DATA START
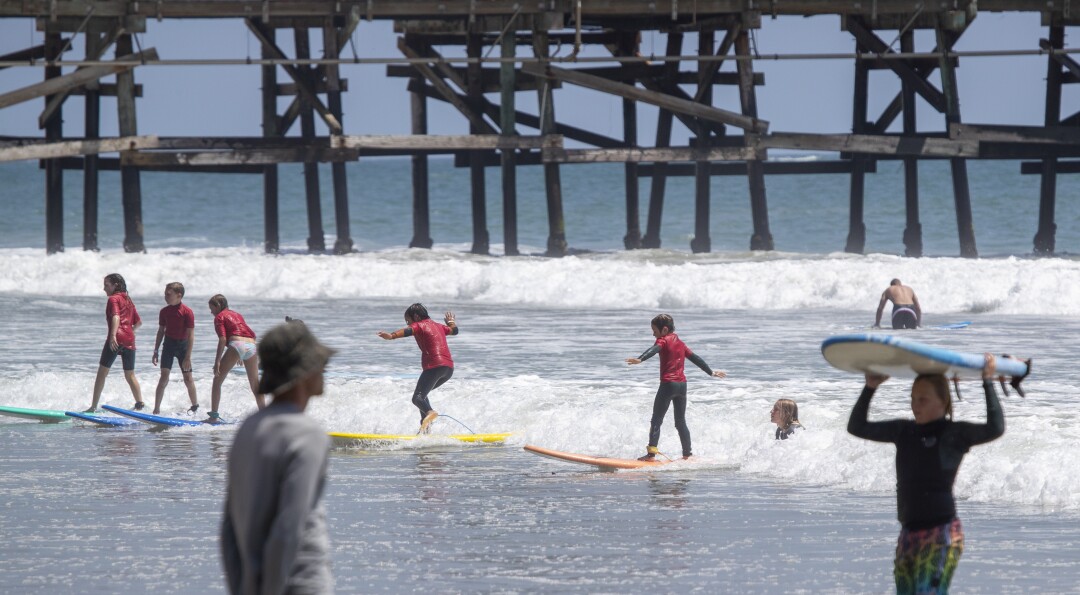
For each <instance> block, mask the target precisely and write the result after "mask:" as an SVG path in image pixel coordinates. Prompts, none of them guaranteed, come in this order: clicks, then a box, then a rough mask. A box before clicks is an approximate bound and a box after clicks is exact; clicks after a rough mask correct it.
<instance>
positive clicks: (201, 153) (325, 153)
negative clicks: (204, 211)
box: [120, 147, 360, 167]
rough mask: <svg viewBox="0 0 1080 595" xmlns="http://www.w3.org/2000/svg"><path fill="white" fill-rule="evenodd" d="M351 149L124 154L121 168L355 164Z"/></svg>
mask: <svg viewBox="0 0 1080 595" xmlns="http://www.w3.org/2000/svg"><path fill="white" fill-rule="evenodd" d="M359 157H360V154H359V153H357V151H355V150H354V149H327V148H325V147H295V148H288V149H260V150H252V151H206V152H202V151H190V152H125V153H122V154H121V158H120V163H121V165H123V166H135V167H176V166H183V165H272V164H275V163H312V162H322V163H335V162H343V161H356V159H357V158H359Z"/></svg>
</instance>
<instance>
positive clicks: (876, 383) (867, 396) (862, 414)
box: [848, 374, 904, 442]
mask: <svg viewBox="0 0 1080 595" xmlns="http://www.w3.org/2000/svg"><path fill="white" fill-rule="evenodd" d="M887 378H888V377H887V376H879V375H875V374H866V386H865V387H863V392H862V394H860V395H859V401H858V402H855V406H854V407H853V408H852V409H851V417H850V418H848V433H849V434H851V435H853V436H858V437H860V438H866V440H868V441H874V442H896V436H899V435H900V431H901V428H902V424H903V423H904V421H903V420H899V419H896V420H890V421H874V422H872V421H869V420H868V419H867V418H868V417H869V410H870V398H872V397H873V396H874V392H875V391H877V388H878V387H879V386H880V384H881V382H885V381H886V379H887Z"/></svg>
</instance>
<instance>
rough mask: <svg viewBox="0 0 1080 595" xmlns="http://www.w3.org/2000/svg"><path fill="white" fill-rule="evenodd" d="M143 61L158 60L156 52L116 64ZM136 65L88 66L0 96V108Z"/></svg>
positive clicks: (35, 98)
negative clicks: (123, 62)
mask: <svg viewBox="0 0 1080 595" xmlns="http://www.w3.org/2000/svg"><path fill="white" fill-rule="evenodd" d="M143 59H147V60H156V59H158V51H157V50H154V49H153V48H150V49H149V50H146V51H144V52H139V53H135V54H130V55H126V56H123V57H121V58H119V59H118V60H117V62H139V60H143ZM136 66H137V65H135V64H116V65H108V66H89V67H86V68H84V69H81V70H76V71H75V72H70V73H68V75H64V76H60V77H56V78H55V79H49V80H48V81H43V82H40V83H36V84H31V85H29V86H24V87H23V89H17V90H15V91H11V92H9V93H4V94H3V95H0V108H5V107H9V106H13V105H16V104H21V103H23V102H29V100H30V99H37V98H39V97H44V96H46V95H55V94H58V93H64V92H66V91H70V90H72V89H76V87H79V86H82V85H84V84H86V83H89V82H92V81H96V80H97V79H100V78H103V77H108V76H109V75H116V73H118V72H127V71H129V70H134V69H135V67H136Z"/></svg>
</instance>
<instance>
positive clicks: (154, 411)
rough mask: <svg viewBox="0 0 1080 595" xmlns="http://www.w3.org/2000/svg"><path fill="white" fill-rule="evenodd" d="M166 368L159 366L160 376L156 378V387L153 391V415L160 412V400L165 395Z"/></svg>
mask: <svg viewBox="0 0 1080 595" xmlns="http://www.w3.org/2000/svg"><path fill="white" fill-rule="evenodd" d="M168 373H170V369H168V368H161V378H160V379H159V380H158V388H157V390H154V391H153V415H160V414H161V400H163V398H164V397H165V387H167V386H168Z"/></svg>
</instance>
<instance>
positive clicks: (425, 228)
mask: <svg viewBox="0 0 1080 595" xmlns="http://www.w3.org/2000/svg"><path fill="white" fill-rule="evenodd" d="M405 43H406V44H408V45H409V46H411V48H414V49H415V42H414V41H413V39H411V38H410V37H409V36H406V38H405ZM411 80H413V82H415V83H416V84H423V77H422V76H420V75H419V73H417V75H416V76H415V77H414V78H413V79H411ZM409 105H410V107H411V119H413V129H411V131H413V134H415V135H419V136H422V135H427V134H428V97H427V96H426V95H423V94H422V93H416V92H411V91H410V92H409ZM410 159H411V162H413V240H411V241H409V243H408V247H410V248H430V247H431V246H432V245H433V244H434V242H433V241H432V239H431V211H430V206H429V198H428V155H427V154H424V153H419V152H417V153H413V157H411V158H410Z"/></svg>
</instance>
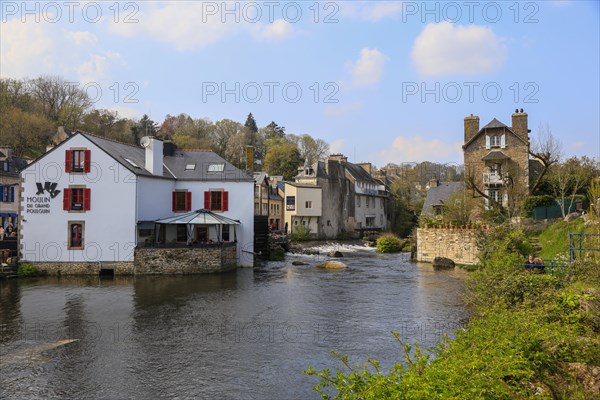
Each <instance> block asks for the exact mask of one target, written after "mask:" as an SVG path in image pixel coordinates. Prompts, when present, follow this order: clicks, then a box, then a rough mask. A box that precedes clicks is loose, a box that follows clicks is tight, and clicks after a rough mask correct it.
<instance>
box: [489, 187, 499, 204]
mask: <svg viewBox="0 0 600 400" xmlns="http://www.w3.org/2000/svg"><path fill="white" fill-rule="evenodd" d="M488 196H489V197H490V200H491V201H492V202H493V203H499V202H500V191H499V190H489V191H488Z"/></svg>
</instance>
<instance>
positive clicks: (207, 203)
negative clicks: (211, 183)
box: [204, 192, 210, 210]
mask: <svg viewBox="0 0 600 400" xmlns="http://www.w3.org/2000/svg"><path fill="white" fill-rule="evenodd" d="M204 208H206V209H207V210H210V192H204Z"/></svg>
DATA END
▶ WORK REQUEST: Write out the records word for word. Pictures stay out.

▶ ANSWER TO THE EXERCISE:
For each <instance> block, mask the target precisely and write the result after "mask:" as an SVG path in image pixel coordinates. Prompts, none of them guaranteed, come in this order: clicks, then a box, then a rough mask. A box before clicks is an approximate bound and a box after clicks is exact; clicks after a rough mask correct it.
<instance>
positive clicks: (201, 153) (325, 153)
negative clicks: (204, 211)
box: [120, 147, 360, 167]
rough mask: <svg viewBox="0 0 1080 595" xmlns="http://www.w3.org/2000/svg"><path fill="white" fill-rule="evenodd" d="M351 149L124 154L121 168L355 164Z"/></svg>
mask: <svg viewBox="0 0 1080 595" xmlns="http://www.w3.org/2000/svg"><path fill="white" fill-rule="evenodd" d="M359 157H360V154H359V153H357V151H355V150H354V149H327V148H325V147H295V148H288V149H260V150H252V151H206V152H202V151H190V152H125V153H122V154H121V158H120V163H121V165H123V166H135V167H176V166H183V165H272V164H275V163H312V162H322V163H335V162H343V161H356V159H357V158H359Z"/></svg>
</instance>
<instance>
positive clicks: (876, 383) (867, 396) (862, 414)
box: [848, 374, 904, 442]
mask: <svg viewBox="0 0 1080 595" xmlns="http://www.w3.org/2000/svg"><path fill="white" fill-rule="evenodd" d="M887 378H888V377H887V376H879V375H875V374H866V386H865V387H863V392H862V394H860V395H859V401H858V402H855V406H854V407H853V408H852V409H851V417H850V418H848V433H849V434H851V435H853V436H858V437H860V438H866V440H868V441H874V442H896V436H899V435H900V431H901V428H902V424H903V423H904V421H903V420H899V419H896V420H890V421H874V422H872V421H869V420H868V419H867V418H868V417H869V410H870V398H872V397H873V396H874V392H875V391H877V388H878V387H879V386H880V384H881V382H885V381H886V379H887Z"/></svg>
</instance>
<instance>
rough mask: <svg viewBox="0 0 1080 595" xmlns="http://www.w3.org/2000/svg"><path fill="white" fill-rule="evenodd" d="M143 61L158 60L156 52L116 64ZM136 65L88 66L0 96V108Z"/></svg>
positive clicks: (35, 98)
negative clicks: (123, 62)
mask: <svg viewBox="0 0 1080 595" xmlns="http://www.w3.org/2000/svg"><path fill="white" fill-rule="evenodd" d="M143 59H147V60H156V59H158V51H157V50H154V49H153V48H150V49H149V50H146V51H144V52H139V53H135V54H130V55H126V56H123V57H121V58H119V59H118V60H117V62H139V60H143ZM136 66H137V65H135V64H116V65H108V66H89V67H86V68H84V69H81V70H76V71H75V72H70V73H68V75H64V76H60V77H56V78H55V79H49V80H48V81H43V82H40V83H36V84H31V85H29V86H24V87H23V89H17V90H15V91H11V92H9V93H4V94H3V95H0V108H5V107H9V106H13V105H16V104H21V103H23V102H29V100H30V99H37V98H39V97H44V96H46V95H55V94H58V93H64V92H66V91H70V90H72V89H76V87H79V86H82V85H84V84H86V83H89V82H92V81H96V80H97V79H100V78H103V77H108V76H109V75H116V73H118V72H127V71H129V70H134V69H135V67H136Z"/></svg>
</instance>
<instance>
positive clicks: (154, 411)
rough mask: <svg viewBox="0 0 1080 595" xmlns="http://www.w3.org/2000/svg"><path fill="white" fill-rule="evenodd" d="M166 368L159 366L160 376L156 378V387L153 391V415L160 412V400L165 395Z"/></svg>
mask: <svg viewBox="0 0 1080 595" xmlns="http://www.w3.org/2000/svg"><path fill="white" fill-rule="evenodd" d="M168 373H170V369H168V368H161V378H160V379H159V380H158V388H157V390H154V391H153V415H160V414H161V400H163V398H164V397H165V387H167V386H168Z"/></svg>
</instance>
<instance>
positive clicks: (425, 228)
mask: <svg viewBox="0 0 1080 595" xmlns="http://www.w3.org/2000/svg"><path fill="white" fill-rule="evenodd" d="M405 43H406V44H408V45H409V46H411V48H414V49H415V42H414V41H413V39H411V38H410V37H409V36H406V38H405ZM411 80H413V82H415V83H416V84H423V77H422V76H420V75H419V73H417V75H416V76H415V77H414V78H413V79H411ZM409 105H410V107H411V119H413V129H411V131H413V134H415V135H419V136H422V135H427V134H428V97H427V96H426V95H423V94H422V93H416V92H411V91H410V92H409ZM410 159H411V162H413V240H411V241H409V243H408V247H410V248H430V247H431V246H432V245H433V244H434V242H433V241H432V239H431V211H430V206H429V198H428V155H427V154H424V153H419V152H417V153H413V157H411V158H410Z"/></svg>
</instance>
Each <instance> block asks for the exact mask of one target, written after "mask:" as an SVG path in image pixel coordinates. Prompts, when present, follow this order: clicks, then a box, then a rough mask. A box that precedes clicks is loose, a box that follows clicks is tight, and clicks after a rough mask correct it.
<instance>
box: [489, 187, 499, 204]
mask: <svg viewBox="0 0 600 400" xmlns="http://www.w3.org/2000/svg"><path fill="white" fill-rule="evenodd" d="M488 196H489V197H490V200H491V201H492V202H493V203H499V202H500V191H499V190H489V191H488Z"/></svg>
</instance>
<instance>
positive clicks: (207, 203)
negative clicks: (211, 183)
box: [204, 192, 210, 210]
mask: <svg viewBox="0 0 600 400" xmlns="http://www.w3.org/2000/svg"><path fill="white" fill-rule="evenodd" d="M204 208H206V209H207V210H210V192H204Z"/></svg>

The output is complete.